● SOURCE EXCERPT:
═══

GE Real Estate has been in the property business for 50 years. Having invested primarily for itself during that time, it is now set to take the world of investment management by storm - rather late in the day, it would seem, and now facing a depressed market.
Martin Hurst met its recently appointed president and CEO, Ron Pressman - a GE veteran of 28 years spanning several businesses and regions - and his senior European management team, to learn about the rationale behind the new business and GE RE’s broader strategy
GE’s real estate business has come a long way in recent times as it expands steadily into new territory. “In the late 1990s our real estate business was primarily a US debt business,” explains GE Real Estate’s president and CEO, Ron Pressman. “At that point we embarked on two new strategies to expand the business: one was to develop the equity side of the balance sheet and the other was to move into the global capital markets.”

═══

● SHORT EXERCISE 1:
Copy the entries word for word, starting at the line that contains "Expected: for every instance of the white sea" and continuing through the final line of the entries.
The entries have no connection to the GE Real Estate article.

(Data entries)
═══

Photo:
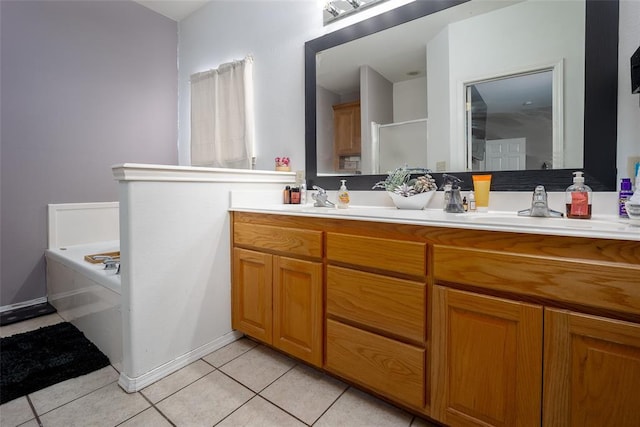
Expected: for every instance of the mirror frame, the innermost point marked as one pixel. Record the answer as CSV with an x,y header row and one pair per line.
x,y
600,102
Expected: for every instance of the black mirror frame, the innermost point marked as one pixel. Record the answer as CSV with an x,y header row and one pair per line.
x,y
600,104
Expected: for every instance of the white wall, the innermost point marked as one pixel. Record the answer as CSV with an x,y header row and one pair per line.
x,y
628,103
85,84
325,99
410,100
275,32
376,103
437,93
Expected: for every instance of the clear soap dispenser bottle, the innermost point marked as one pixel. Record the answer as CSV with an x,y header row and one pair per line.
x,y
578,198
343,195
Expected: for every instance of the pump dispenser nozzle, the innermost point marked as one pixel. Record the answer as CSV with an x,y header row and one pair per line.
x,y
453,200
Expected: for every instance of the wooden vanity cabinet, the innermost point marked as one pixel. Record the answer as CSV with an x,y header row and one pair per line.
x,y
487,360
531,358
591,370
277,299
469,327
376,314
346,132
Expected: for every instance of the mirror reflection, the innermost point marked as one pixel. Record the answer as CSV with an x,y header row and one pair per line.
x,y
400,96
510,123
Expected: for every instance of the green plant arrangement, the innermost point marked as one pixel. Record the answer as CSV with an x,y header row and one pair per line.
x,y
400,182
407,192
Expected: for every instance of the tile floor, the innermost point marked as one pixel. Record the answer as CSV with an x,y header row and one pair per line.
x,y
242,384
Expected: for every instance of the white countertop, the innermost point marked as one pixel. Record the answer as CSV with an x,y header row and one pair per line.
x,y
599,226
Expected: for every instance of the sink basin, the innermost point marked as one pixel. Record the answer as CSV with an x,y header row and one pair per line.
x,y
527,221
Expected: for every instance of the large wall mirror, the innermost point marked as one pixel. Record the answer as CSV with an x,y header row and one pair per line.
x,y
459,86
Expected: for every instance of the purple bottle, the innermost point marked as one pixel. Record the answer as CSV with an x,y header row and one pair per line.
x,y
623,196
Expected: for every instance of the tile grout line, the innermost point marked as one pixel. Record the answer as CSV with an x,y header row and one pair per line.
x,y
332,403
34,410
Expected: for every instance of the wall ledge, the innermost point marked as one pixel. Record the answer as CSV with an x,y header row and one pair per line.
x,y
167,173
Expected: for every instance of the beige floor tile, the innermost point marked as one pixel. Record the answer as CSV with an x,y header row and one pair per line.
x,y
230,352
304,392
260,413
206,401
62,393
258,367
419,422
357,409
15,412
148,418
174,382
30,325
107,406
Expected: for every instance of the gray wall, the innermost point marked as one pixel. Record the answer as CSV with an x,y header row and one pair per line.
x,y
84,85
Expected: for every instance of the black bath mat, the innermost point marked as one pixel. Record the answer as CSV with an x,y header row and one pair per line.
x,y
34,360
24,313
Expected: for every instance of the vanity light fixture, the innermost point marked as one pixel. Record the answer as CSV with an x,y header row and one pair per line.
x,y
336,9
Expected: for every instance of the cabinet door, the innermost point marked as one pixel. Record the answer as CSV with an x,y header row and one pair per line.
x,y
251,294
297,308
592,371
487,360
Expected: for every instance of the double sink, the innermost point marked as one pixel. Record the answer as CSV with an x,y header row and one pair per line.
x,y
490,220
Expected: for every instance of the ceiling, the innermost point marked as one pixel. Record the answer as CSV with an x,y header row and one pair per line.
x,y
173,9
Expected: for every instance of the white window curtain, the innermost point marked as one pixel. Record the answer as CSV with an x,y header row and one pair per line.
x,y
222,116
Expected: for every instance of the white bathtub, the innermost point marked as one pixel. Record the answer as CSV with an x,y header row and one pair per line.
x,y
83,293
87,295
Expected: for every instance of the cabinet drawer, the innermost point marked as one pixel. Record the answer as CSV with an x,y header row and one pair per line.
x,y
377,253
387,366
285,240
387,304
592,283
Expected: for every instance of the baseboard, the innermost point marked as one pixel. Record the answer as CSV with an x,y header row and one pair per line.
x,y
131,385
23,304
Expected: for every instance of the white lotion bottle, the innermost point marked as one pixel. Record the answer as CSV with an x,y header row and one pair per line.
x,y
343,195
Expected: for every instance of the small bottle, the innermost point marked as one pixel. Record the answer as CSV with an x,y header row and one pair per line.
x,y
343,195
623,196
295,196
578,198
472,201
286,195
447,196
303,193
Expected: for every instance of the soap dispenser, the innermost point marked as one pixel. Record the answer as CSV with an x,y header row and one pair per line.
x,y
452,197
343,195
578,198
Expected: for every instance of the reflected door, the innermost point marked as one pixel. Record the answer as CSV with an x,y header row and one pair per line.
x,y
506,154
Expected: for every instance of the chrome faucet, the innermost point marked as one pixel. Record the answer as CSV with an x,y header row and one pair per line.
x,y
539,206
111,263
321,198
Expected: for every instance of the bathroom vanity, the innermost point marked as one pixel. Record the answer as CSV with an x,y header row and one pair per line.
x,y
466,323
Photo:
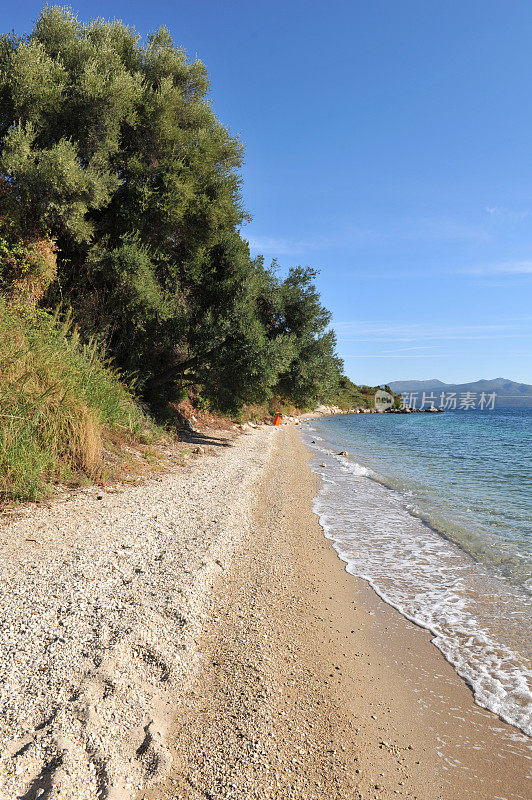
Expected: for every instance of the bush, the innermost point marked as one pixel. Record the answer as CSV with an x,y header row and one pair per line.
x,y
58,398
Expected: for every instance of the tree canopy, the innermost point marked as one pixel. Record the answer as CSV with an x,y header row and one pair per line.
x,y
111,152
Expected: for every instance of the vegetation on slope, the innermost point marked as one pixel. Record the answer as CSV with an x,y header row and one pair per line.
x,y
109,148
58,402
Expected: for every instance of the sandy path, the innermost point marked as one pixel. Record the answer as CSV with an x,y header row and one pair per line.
x,y
102,597
311,687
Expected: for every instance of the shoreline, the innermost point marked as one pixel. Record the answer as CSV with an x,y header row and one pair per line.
x,y
311,686
198,636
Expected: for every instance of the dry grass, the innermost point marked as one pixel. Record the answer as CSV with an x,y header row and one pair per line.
x,y
57,397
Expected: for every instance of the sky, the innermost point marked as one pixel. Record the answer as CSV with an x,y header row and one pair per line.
x,y
388,145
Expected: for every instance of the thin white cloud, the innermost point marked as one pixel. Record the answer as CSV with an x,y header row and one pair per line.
x,y
277,246
375,331
499,212
387,355
503,268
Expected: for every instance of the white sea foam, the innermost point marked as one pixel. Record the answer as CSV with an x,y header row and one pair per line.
x,y
475,619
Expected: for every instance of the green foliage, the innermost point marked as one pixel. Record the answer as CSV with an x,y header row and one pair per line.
x,y
109,148
56,398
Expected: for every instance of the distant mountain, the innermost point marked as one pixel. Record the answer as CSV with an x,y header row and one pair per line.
x,y
508,393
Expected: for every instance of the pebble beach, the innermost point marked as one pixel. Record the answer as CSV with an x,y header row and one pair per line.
x,y
197,636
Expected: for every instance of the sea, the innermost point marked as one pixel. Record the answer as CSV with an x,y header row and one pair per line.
x,y
434,512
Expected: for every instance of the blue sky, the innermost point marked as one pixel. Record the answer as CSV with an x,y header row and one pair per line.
x,y
389,144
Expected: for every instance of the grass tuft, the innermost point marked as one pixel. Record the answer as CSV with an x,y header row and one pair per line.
x,y
58,399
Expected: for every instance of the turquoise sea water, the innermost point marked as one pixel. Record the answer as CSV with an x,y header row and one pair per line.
x,y
435,511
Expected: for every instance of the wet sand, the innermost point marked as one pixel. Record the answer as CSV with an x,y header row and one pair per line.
x,y
310,686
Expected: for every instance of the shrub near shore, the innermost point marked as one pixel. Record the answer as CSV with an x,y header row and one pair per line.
x,y
59,402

═══

● SHORT EXERCISE 2:
According to the GE Real Estate article, what were the two strategies the business adopted in the late 1990s to expand?

● TASK SOLUTION 1:
Expected: for every instance of the white sea foam, the innermost point marked as one pixel. Record the answer as CSV with an x,y header row and one pair per line.
x,y
475,619
Expected: for every instance of the green foliage, the innermost point marked as one pixel. Record the answer as CSV with an x,y header row and one pair per line.
x,y
109,148
56,398
Expected: for every instance of the distant mountain, the innermost point marked as one pixel. Record the answer as CSV with an x,y header row and one pair per line.
x,y
508,393
Expected: for every instance of the pebble beach, the innermost point marked as one pixel. Record the answer as CSV with an x,y header row and one pair per line.
x,y
197,636
Expected: for every instance of the sea, the innermost point marked as one pixel. Record the answer as CSV with an x,y header row and one pair per line.
x,y
434,512
Expected: for every instance of the blue sky, the innermost point marked as one pixel. Record the answer as CSV with an x,y header row and one pair per line.
x,y
389,144
Expected: for every instance of the grass tuft, the innermost point marked as one pixel. Record the answer as CSV with an x,y header row and one pair per line.
x,y
58,399
Expected: for every instance of the turquoise sea water, the innermost point marked as one pixel. Record the answer as CSV with an x,y header row and one pair per line.
x,y
435,511
Expected: for every instance of the wet sand, the innermost point marked as one pixel. Record the answer as CSV with an x,y header row and one pair per line.
x,y
310,686
Expected: for every instance of the shrub near shore, the innermost point marked as one pixel. Record the answer as CSV with an x,y header row and one pair per line.
x,y
59,402

● TASK SOLUTION 2:
It set out to develop the equity side of the balance sheet and to move into the global capital markets.